Set exercise 1
In the records below, reproduce verbatim the part that opens with the line containing "Outline woman in white dress." and closes with the line containing "328,262,365,295", both of those lines included.

Passage to read
* * * * *

SECURITIES AND EXCHANGE COMMISSION

Washington, D.C. 20549

 

FORM 8-K

 

CURRENT REPORT

Pursuant to Section 13 or 15(d)

of the Securities Exchange Act of 1934

Date of Report: October 18, 2017

(Date of earliest event reported)

 

(Exact name of registrant as specified in its charter)

 

 

Delaware

 

001-35049

 

84-0592823

(State or other jurisdiction of incorporation)

 

(Commission File Number)

 

(IRS Employer Identification No.)

1400 Woodloch Forest Drive, Suite 300

The Woodlands, Texas 77380

(Address of principal executive offices) (Zip Code)

(281) 298-4246

(Registrant’s telephone number, including area code)

(Former name or former address, if changed since last report)

 

Check the appropriate box below if the Form 8-K filing is intended to simultaneously satisfy the filing obligation of the registrant under any of the following provisions:

 

Written communications pursuant to Rule 425 under the Securities Act (17 CFR 230.425)

 

Soliciting material pursuant to Rule 14a-12 under the Exchange Act (17 CFR 240.14a-12)

* * * * *

Information supplied
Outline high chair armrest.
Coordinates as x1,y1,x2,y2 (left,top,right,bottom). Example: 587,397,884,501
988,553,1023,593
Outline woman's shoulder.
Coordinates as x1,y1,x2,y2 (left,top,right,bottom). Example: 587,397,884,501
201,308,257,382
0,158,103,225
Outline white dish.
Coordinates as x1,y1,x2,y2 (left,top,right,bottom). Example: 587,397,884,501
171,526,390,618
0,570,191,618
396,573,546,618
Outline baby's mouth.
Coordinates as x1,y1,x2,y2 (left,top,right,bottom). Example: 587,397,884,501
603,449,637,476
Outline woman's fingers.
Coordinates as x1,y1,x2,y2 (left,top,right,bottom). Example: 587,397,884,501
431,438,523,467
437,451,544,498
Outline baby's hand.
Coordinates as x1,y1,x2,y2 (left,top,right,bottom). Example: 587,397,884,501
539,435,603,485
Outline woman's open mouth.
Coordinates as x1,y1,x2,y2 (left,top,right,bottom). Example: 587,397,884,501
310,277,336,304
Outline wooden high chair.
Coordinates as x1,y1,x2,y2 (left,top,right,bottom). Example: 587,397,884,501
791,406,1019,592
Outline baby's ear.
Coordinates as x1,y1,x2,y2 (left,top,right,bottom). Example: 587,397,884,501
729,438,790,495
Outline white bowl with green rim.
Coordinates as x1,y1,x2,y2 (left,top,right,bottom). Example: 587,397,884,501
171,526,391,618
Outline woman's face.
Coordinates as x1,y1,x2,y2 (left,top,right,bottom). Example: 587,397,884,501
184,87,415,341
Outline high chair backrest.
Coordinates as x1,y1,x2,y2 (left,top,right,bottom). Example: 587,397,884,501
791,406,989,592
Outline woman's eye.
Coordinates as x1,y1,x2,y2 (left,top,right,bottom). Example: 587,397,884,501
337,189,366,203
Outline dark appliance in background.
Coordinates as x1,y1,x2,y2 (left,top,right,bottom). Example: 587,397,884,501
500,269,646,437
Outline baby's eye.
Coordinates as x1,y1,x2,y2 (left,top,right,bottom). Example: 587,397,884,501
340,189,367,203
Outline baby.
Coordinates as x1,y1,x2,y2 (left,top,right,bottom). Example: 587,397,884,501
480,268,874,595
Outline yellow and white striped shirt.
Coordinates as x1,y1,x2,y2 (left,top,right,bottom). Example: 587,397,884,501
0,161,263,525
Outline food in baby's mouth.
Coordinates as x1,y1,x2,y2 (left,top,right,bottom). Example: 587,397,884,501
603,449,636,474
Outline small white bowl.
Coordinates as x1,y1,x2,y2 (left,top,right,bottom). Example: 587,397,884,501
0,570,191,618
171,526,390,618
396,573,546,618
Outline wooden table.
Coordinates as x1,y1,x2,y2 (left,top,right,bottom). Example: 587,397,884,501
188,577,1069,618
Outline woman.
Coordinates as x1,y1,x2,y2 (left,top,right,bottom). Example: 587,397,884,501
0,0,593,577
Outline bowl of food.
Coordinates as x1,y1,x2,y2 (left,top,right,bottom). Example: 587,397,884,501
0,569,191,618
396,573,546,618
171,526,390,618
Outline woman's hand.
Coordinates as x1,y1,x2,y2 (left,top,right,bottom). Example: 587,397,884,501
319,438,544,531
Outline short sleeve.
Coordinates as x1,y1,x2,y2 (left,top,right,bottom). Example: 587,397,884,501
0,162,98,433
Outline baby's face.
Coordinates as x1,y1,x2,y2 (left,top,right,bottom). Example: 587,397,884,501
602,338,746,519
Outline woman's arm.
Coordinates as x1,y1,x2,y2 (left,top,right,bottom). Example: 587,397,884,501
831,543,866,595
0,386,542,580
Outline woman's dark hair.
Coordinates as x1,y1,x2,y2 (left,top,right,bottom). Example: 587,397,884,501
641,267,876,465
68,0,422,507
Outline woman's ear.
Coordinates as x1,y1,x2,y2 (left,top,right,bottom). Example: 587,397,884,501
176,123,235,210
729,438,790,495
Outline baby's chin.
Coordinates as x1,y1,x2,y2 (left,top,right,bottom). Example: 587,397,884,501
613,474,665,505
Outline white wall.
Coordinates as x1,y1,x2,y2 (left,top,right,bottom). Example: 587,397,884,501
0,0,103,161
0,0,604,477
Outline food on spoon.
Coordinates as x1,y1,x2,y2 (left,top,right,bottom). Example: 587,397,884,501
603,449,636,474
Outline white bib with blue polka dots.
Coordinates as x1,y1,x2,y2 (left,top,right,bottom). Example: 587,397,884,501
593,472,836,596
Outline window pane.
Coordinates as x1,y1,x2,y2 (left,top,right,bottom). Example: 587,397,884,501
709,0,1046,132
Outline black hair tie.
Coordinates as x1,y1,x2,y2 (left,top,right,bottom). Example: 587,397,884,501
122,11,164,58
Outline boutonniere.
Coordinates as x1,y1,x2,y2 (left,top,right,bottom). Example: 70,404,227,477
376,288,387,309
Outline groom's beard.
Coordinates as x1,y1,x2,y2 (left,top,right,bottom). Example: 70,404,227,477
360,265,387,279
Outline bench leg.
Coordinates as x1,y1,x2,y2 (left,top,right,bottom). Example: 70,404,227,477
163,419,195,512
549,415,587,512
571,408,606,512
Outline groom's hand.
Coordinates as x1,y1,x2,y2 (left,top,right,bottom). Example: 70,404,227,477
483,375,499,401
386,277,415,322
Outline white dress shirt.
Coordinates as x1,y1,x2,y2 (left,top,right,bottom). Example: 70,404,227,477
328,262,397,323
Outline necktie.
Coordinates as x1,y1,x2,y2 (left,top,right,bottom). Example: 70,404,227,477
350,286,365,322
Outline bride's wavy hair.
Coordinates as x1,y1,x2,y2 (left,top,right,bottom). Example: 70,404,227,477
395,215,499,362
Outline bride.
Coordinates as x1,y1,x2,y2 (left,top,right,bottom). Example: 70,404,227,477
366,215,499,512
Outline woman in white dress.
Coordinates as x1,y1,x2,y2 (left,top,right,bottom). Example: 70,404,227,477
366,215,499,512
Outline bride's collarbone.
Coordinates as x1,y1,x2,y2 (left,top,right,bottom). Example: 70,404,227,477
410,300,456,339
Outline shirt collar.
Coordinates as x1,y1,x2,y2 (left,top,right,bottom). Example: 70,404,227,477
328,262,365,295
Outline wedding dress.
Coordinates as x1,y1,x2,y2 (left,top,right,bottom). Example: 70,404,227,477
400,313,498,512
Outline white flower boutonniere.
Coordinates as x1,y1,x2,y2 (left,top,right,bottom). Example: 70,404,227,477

* * * * *

Set exercise 2
Write what follows next in the Form 8-K cover page above, picking up after its final line.

Final answer 1
Outline woman in white dress.
Coordinates as x1,y1,x2,y2 (left,top,right,bottom). Example: 70,404,227,477
366,215,499,512
Outline bride's collarbone.
Coordinates as x1,y1,x2,y2 (left,top,right,bottom). Example: 70,404,227,477
410,300,456,339
Outline shirt collar.
Coordinates as x1,y1,x2,y2 (left,top,right,bottom). Example: 70,404,227,477
328,262,365,295

Final answer 2
Pre-commencement communications pursuant to Rule 14d-2(b) under the Exchange Act (17 CFR 240.14d-2(b))

 

Pre-commencement communications pursuant to Rule 13e-4(c) under the Exchange Act (17 CFR 240.13e-4(c))

Indicate by check mark whether the registrant is an emerging growth company as defined in Rule 405 of the Securities Act of 1933 (§230.405 of this chapter) or Rule 12b-2 of the Securities Exchange Act of 1934 (§240.12b-2 of this chapter).

Emerging growth company

If an emerging growth company, indicate by check mark if the registrant has elected not to use the extended transition period for complying with any new or revised financial accounting standards provided pursuant to Section 13(a) of the Exchange Act. 

 

 

 

 

 


Item 1.01. Entry into a Material Definitive Agreement.

On October 18, 2017, Earthstone Energy, Inc. (the “Company”) entered into an underwriting agreement (the “Underwriting Agreement”) with Credit Suisse Securities (USA) LLC (“Credit Suisse”) and Wells Fargo Securities, LLC, as representatives (collectively, the “Representative”) of the several underwriters named therein (the “Underwriters”), in connection with an underwritten public offering (the “Offering”) of 4,500,000 shares (the “Shares”) of Class A common stock, $0.001 par value per share of the Company (the “Class A Common Stock”), at a public offering price of $9.25 per share of Class A Common Stock. Pursuant to the Underwriting Agreement, the Company granted the Underwriters a 30-day option to purchase up to 675,000 additional shares of Class A Common Stock (the “Additional Shares”) at the same public offering price.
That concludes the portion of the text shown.